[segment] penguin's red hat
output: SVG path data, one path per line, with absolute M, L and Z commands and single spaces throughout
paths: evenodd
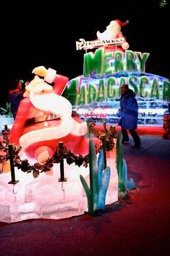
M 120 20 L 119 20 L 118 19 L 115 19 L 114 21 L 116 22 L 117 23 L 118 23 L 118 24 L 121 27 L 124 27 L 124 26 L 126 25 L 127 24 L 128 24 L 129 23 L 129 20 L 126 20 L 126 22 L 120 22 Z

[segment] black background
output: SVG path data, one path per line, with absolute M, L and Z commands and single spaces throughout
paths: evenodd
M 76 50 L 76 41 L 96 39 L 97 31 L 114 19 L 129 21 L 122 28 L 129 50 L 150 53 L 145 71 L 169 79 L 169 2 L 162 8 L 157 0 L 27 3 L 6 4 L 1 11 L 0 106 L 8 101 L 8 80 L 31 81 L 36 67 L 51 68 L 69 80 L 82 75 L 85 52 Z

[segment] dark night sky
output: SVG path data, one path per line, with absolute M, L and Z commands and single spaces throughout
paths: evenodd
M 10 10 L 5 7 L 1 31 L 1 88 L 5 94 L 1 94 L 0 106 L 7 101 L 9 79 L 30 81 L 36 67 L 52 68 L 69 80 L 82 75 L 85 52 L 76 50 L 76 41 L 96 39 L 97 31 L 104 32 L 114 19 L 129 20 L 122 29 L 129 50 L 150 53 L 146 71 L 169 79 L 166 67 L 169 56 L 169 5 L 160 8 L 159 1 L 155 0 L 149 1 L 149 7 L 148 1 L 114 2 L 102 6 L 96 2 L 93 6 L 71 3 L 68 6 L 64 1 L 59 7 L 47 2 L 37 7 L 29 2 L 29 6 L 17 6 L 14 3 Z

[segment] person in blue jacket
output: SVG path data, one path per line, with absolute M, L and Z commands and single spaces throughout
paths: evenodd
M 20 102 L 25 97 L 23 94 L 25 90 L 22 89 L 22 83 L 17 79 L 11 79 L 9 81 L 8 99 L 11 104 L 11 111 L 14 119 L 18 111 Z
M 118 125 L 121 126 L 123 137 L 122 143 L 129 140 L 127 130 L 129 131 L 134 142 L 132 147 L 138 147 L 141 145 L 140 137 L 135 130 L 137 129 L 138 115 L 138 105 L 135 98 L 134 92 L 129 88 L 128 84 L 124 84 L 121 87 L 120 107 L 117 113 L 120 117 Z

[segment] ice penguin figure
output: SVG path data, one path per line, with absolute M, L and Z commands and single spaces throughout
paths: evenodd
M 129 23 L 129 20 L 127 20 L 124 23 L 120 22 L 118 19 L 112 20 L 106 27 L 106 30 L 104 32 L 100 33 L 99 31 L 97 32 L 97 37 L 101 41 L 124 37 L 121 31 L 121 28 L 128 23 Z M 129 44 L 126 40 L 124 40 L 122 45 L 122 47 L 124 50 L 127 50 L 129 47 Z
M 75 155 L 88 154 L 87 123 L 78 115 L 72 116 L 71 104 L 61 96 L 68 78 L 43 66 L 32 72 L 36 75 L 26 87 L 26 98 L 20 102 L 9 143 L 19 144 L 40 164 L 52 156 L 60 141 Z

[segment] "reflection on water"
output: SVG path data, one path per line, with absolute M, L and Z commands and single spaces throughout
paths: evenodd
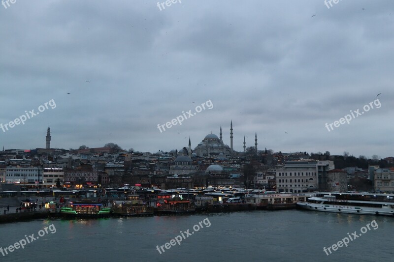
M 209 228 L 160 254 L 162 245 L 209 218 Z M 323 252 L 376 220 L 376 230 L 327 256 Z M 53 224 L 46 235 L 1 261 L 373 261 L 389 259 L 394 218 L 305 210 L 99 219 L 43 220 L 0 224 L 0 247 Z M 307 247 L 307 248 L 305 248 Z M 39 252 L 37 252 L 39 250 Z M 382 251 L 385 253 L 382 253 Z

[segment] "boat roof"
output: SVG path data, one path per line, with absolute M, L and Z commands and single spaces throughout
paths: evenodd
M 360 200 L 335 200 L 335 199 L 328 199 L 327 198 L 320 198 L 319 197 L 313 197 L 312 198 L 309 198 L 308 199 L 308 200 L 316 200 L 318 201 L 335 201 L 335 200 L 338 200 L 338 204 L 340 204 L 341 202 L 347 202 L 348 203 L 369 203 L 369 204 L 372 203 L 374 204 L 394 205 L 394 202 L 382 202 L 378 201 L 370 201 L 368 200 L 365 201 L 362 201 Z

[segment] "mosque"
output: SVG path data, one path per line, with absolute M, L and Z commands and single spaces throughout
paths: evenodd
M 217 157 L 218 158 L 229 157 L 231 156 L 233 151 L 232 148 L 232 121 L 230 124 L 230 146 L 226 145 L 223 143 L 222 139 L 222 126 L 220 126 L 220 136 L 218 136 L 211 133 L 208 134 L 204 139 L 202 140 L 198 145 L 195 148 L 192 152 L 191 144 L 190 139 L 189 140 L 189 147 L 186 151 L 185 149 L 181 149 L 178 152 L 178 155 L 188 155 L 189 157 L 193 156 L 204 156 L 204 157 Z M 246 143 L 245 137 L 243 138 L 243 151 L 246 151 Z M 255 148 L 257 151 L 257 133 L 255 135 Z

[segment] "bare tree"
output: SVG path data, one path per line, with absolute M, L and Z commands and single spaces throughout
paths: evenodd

● ● ● ● ● ● ●

Problem to solve:
Rename "evenodd" to "nonzero" throughout all of the data above, leave everything else unchanged, and give the result without the pictures.

Response:
[segment] penguin's red hat
output: SVG path data, one path per line, with absolute M, L and Z commands and single spaces throughout
paths: nonzero
M 120 20 L 119 20 L 118 19 L 115 19 L 114 21 L 116 22 L 117 23 L 118 23 L 118 24 L 121 27 L 124 27 L 124 26 L 126 25 L 127 24 L 128 24 L 129 23 L 129 20 L 126 20 L 126 22 L 120 22 Z

[segment] black background
output: SVG path data, one path per line, with absolute M, L and Z commands and single spaces throughout
paths: nonzero
M 76 50 L 76 41 L 96 39 L 97 31 L 114 19 L 129 21 L 122 28 L 129 50 L 150 53 L 145 71 L 169 79 L 169 2 L 162 8 L 157 0 L 27 3 L 6 4 L 1 11 L 0 106 L 8 101 L 8 80 L 31 81 L 36 67 L 51 68 L 69 80 L 82 75 L 85 52 Z

[segment] dark night sky
output: SVG path data, one path per line, with absolute M, L and Z commands and single spaces throughout
paths: nonzero
M 10 10 L 5 7 L 1 31 L 1 88 L 5 94 L 1 94 L 0 106 L 7 101 L 9 79 L 30 81 L 36 67 L 52 68 L 69 80 L 82 75 L 85 52 L 76 50 L 76 41 L 96 39 L 97 31 L 104 32 L 114 19 L 129 20 L 122 29 L 129 50 L 150 53 L 146 71 L 169 79 L 166 67 L 169 56 L 169 5 L 160 8 L 159 1 L 155 0 L 149 1 L 149 7 L 148 1 L 114 2 L 102 6 L 96 2 L 93 6 L 71 3 L 68 6 L 64 1 L 59 7 L 47 2 L 37 7 L 29 2 L 29 6 L 17 6 L 14 3 Z

[segment] person in blue jacket
output: SVG path data, one path per line, with absolute M, L and Z commands and single spaces throughout
paths: nonzero
M 20 102 L 25 97 L 23 94 L 25 90 L 22 89 L 22 83 L 17 79 L 11 79 L 9 81 L 8 99 L 11 104 L 11 111 L 14 119 L 18 111 Z
M 118 125 L 121 126 L 123 137 L 122 143 L 129 140 L 127 130 L 129 131 L 134 142 L 132 147 L 138 147 L 141 145 L 140 137 L 135 130 L 137 129 L 138 115 L 138 105 L 135 98 L 134 92 L 129 88 L 128 84 L 124 84 L 121 87 L 120 107 L 117 113 L 120 117 Z

[segment] ice penguin figure
output: SVG path data, one path per line, with absolute M, L and Z commands and single spaces throughout
paths: nonzero
M 129 23 L 129 20 L 127 20 L 124 23 L 120 22 L 118 19 L 112 20 L 106 27 L 106 30 L 104 32 L 100 33 L 99 31 L 97 32 L 97 37 L 101 41 L 124 37 L 121 31 L 121 28 L 128 23 Z M 129 44 L 126 40 L 124 40 L 122 45 L 122 47 L 124 50 L 127 50 L 129 47 Z
M 75 155 L 88 154 L 87 123 L 78 115 L 72 116 L 71 104 L 61 96 L 68 78 L 43 66 L 32 72 L 36 75 L 26 87 L 26 98 L 20 102 L 9 143 L 19 144 L 40 164 L 52 156 L 60 141 Z

[segment] "reflection on water"
output: SVG path data, one path per line, with absolute M, L and Z commands and single spaces throughout
paths: nonzero
M 209 228 L 160 254 L 162 245 L 209 218 Z M 323 252 L 376 220 L 376 230 L 327 256 Z M 53 224 L 46 235 L 1 261 L 373 261 L 389 259 L 394 218 L 305 210 L 99 219 L 43 220 L 0 224 L 0 247 Z M 307 247 L 307 248 L 305 248 Z M 39 252 L 37 252 L 39 250 Z M 382 251 L 385 253 L 382 253 Z

[segment] "boat roof"
output: SVG path data, one path per line, with absolute M, L and Z commands and single spaces throughout
paths: nonzero
M 360 200 L 335 200 L 335 199 L 328 199 L 327 198 L 320 198 L 319 197 L 313 197 L 312 198 L 309 198 L 308 199 L 308 200 L 316 200 L 318 201 L 335 201 L 335 200 L 338 200 L 338 204 L 340 204 L 341 202 L 347 202 L 348 203 L 369 203 L 369 204 L 372 203 L 374 204 L 394 205 L 394 202 L 382 202 L 378 201 L 370 201 L 368 200 L 365 201 L 362 201 Z

[segment] "mosque"
output: SVG path data, one path per line, with absolute M, L and Z commands and single spaces throughout
paths: nonzero
M 217 157 L 218 158 L 229 157 L 231 156 L 233 151 L 232 148 L 232 121 L 230 124 L 230 146 L 226 145 L 223 143 L 222 139 L 222 126 L 220 126 L 220 136 L 218 136 L 211 133 L 208 134 L 204 139 L 202 140 L 198 145 L 195 148 L 192 152 L 191 144 L 190 139 L 189 140 L 189 147 L 186 151 L 185 149 L 181 149 L 178 152 L 178 155 L 188 155 L 189 157 L 193 156 L 204 156 L 204 157 Z M 246 143 L 245 137 L 243 138 L 243 151 L 246 151 Z M 255 148 L 257 151 L 257 133 L 255 135 Z

[segment] "bare tree"
output: SVG path data, one path per line, with absolute M, L and Z commands and single spaces throughout
paths: nonzero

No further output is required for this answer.